## AIM OF THE EXERCISE
Rewrite all the records below, changing every "one point per instance" to "one point for each instance" and leaving everything else the same. Leave the pictures out.

——

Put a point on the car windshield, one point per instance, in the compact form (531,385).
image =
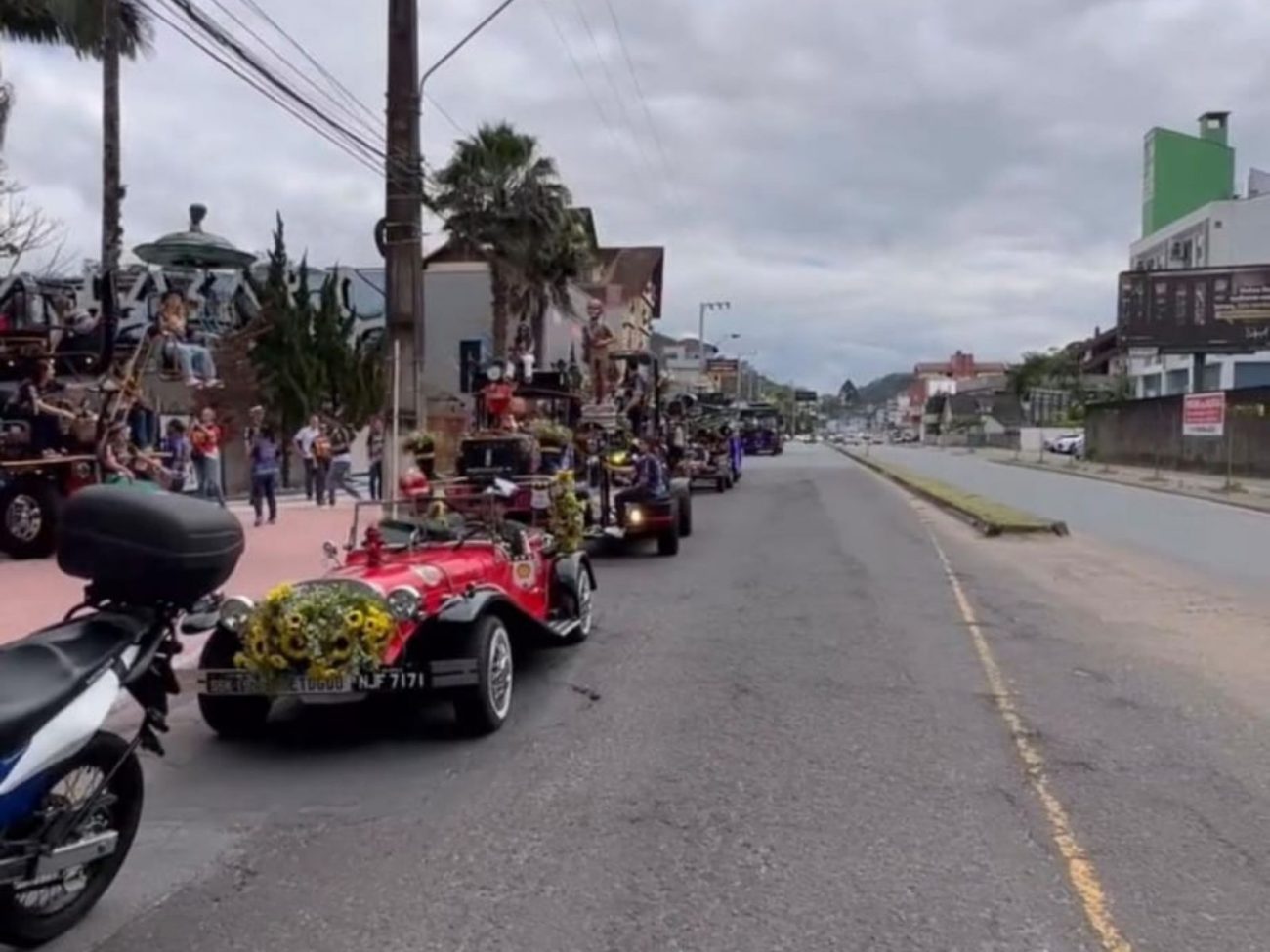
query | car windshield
(406,521)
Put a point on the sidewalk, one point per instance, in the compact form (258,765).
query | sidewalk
(1246,494)
(290,550)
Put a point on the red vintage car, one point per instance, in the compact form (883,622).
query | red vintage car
(460,589)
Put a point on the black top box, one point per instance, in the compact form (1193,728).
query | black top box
(148,549)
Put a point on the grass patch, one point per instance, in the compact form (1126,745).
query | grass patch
(990,517)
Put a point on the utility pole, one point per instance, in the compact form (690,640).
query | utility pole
(112,189)
(401,232)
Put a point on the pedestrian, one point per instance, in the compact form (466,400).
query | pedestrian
(204,436)
(304,442)
(254,422)
(375,453)
(177,449)
(341,462)
(265,473)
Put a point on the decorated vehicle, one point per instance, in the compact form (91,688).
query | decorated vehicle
(428,600)
(762,431)
(36,480)
(711,461)
(71,791)
(618,516)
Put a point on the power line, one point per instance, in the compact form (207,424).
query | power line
(363,156)
(208,25)
(585,83)
(613,84)
(342,106)
(335,84)
(639,92)
(347,94)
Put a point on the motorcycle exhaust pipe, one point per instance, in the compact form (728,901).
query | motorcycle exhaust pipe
(67,857)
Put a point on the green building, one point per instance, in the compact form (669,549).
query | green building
(1182,173)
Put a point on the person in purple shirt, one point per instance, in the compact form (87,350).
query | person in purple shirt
(651,481)
(265,473)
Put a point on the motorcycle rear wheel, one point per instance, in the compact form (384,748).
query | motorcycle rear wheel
(28,917)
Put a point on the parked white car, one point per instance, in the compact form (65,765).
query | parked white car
(1067,444)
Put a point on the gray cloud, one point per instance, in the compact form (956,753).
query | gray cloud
(870,185)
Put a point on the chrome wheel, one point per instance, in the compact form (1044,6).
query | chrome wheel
(585,608)
(23,518)
(500,672)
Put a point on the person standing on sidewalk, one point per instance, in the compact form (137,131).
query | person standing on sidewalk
(206,438)
(375,453)
(341,462)
(304,442)
(265,453)
(177,452)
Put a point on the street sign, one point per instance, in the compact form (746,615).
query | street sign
(720,364)
(1203,414)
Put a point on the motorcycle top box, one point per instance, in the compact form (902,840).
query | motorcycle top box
(148,549)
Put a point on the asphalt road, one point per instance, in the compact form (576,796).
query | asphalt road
(1220,540)
(783,739)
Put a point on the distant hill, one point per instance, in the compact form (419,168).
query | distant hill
(879,392)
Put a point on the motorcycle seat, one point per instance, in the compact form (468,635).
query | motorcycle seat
(45,671)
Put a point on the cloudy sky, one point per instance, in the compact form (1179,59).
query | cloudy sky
(868,183)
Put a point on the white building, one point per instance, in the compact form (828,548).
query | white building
(1217,235)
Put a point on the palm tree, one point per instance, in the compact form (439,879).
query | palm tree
(503,199)
(81,25)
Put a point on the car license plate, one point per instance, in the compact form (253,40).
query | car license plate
(233,682)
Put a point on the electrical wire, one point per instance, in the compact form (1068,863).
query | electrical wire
(591,93)
(639,93)
(359,155)
(223,38)
(613,84)
(360,118)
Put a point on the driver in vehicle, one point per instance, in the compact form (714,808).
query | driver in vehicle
(651,481)
(33,401)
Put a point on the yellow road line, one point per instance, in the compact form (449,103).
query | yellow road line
(1080,868)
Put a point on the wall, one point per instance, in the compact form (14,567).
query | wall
(1180,174)
(1143,432)
(456,305)
(1219,233)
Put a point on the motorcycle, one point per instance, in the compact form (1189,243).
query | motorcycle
(71,792)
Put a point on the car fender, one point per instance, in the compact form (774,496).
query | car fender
(452,622)
(570,567)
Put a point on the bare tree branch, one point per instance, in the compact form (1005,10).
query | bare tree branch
(24,228)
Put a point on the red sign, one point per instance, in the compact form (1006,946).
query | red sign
(1203,414)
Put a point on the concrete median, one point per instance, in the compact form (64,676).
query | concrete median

——

## RESPONSE BELOW
Put a point on the car windshield, one point for each instance, in the compact form (531,385).
image =
query | car windshield
(406,521)
Put a point on the sidewalk, one point for each instance, in the compact form (258,765).
query | sidewalk
(1246,494)
(290,550)
Put a point on the red vintage car, one point for each instance, in the compact form (883,622).
query | red vintage car
(460,589)
Put a point on the black top box, one point for each instance, in the compact form (1193,728).
query | black top box
(148,549)
Put a point on the grass patch, one point for each instance, in the compact form (1126,745).
query | grass patch
(990,517)
Put a point on the utility pole, one point for each instance, in the compact form (690,640).
query | utility pole
(112,189)
(401,232)
Put a point on the pedestrian, one point for each instance, in the compact form (466,400).
query | pedestrian
(204,436)
(304,442)
(254,422)
(375,453)
(177,449)
(341,462)
(265,473)
Put a point on the decorated vehicle, one point for each instance, in the compact form (91,688).
query | decorated vehicle
(428,600)
(762,431)
(36,480)
(711,461)
(71,791)
(618,516)
Put a point on the power line, one point for each instance, in the compact form (207,424).
query | power line
(363,156)
(208,25)
(585,83)
(613,84)
(342,106)
(335,84)
(639,92)
(347,94)
Put a point on the motorcycle exhaust pipe, one point for each instance, in the compact form (728,901).
query | motorcycle exhaust pipe
(67,857)
Put a point on the green building, one point for each instance, in the compact form (669,549).
query | green building
(1182,173)
Put a point on the person in purple shirt, one point for each instance, in the compact form (87,350).
query | person in purple shirt
(651,481)
(265,473)
Put a point on the motorcycle rear wheel, one point for each instance, in the compact form (384,748).
query | motorcycle rear wheel
(28,917)
Put a point on the parked white car, one point for each instance, in the compact form (65,765).
query | parked white car
(1067,444)
Put a point on the gray cloud, one point for each instance, in the compact form (956,753).
query | gray cloud
(870,185)
Put a point on the chrome wheel, one point for each instance, in the compact form (1044,6).
query | chrome wheel
(585,608)
(23,518)
(500,672)
Put a point on the person standing on sidewalk, one point for each instance, in the compact form (137,131).
query | person standing on sidewalk
(206,438)
(375,453)
(341,462)
(304,442)
(265,453)
(177,452)
Put a point on the street sign, one point for each instance, in the compact form (746,615).
query | street sign
(720,364)
(1203,414)
Put a point on the motorcycle top box, one point for each instance, in the compact form (902,840).
query | motorcycle top box
(148,549)
Put a point on the asphalt road, one point for each instance, in the compact form (576,796).
query | asphalt road
(1220,540)
(783,739)
Put a point on the distant hill, one point for each instance, in the compact form (419,168).
query | distant hill
(879,392)
Put a point on the motorcycle seat, one point for each instance, in the compact form (468,635).
query | motorcycle seat
(45,671)
Put a point on the cloudy sky, one point for each instance, in the compact form (1179,59).
query | cloudy sky
(868,183)
Put a point on the white building, one point for each instance, in the compact form (828,548).
query | white building
(1217,235)
Put a point on the palm tree, one point for each instance, in the compact form (439,879).
query | palm tree
(503,199)
(81,25)
Put a point on the car license plate, one point for each instance, in the compact form (253,40).
query | car license plate
(233,682)
Put a point on the electrical wire, one point for each instance, in the compact form (1068,863).
query | electrical wire
(591,93)
(639,93)
(359,155)
(223,38)
(613,84)
(360,118)
Put a point on the driver in vehicle, one point for each instance, in the compact form (714,808).
query | driver in vehicle
(651,481)
(33,401)
Put a point on the yellow road line, one point for each instance, in the compact form (449,103).
query | yellow road line
(1080,868)
Put a point on the wall, one point for each instance, in the compact form (14,567).
query | wall
(1180,174)
(1143,432)
(456,305)
(1219,233)
Put a point on the motorcycle, one point for each instance, in the compact form (1189,243).
query | motorcycle
(71,792)
Put a point on the car fender, one point for each instance, in the compact form (774,496).
query | car fender
(452,622)
(570,567)
Put a point on the bare tree branch, one point for each instance, in the compact form (1005,10).
query | bare tree branch
(24,228)
Put a point on the red sign, one point for each instance, in the compact form (1006,946).
query | red sign
(1203,414)
Put a point on the concrete median, one point for each instance, in the compact form (64,676).
query | concrete median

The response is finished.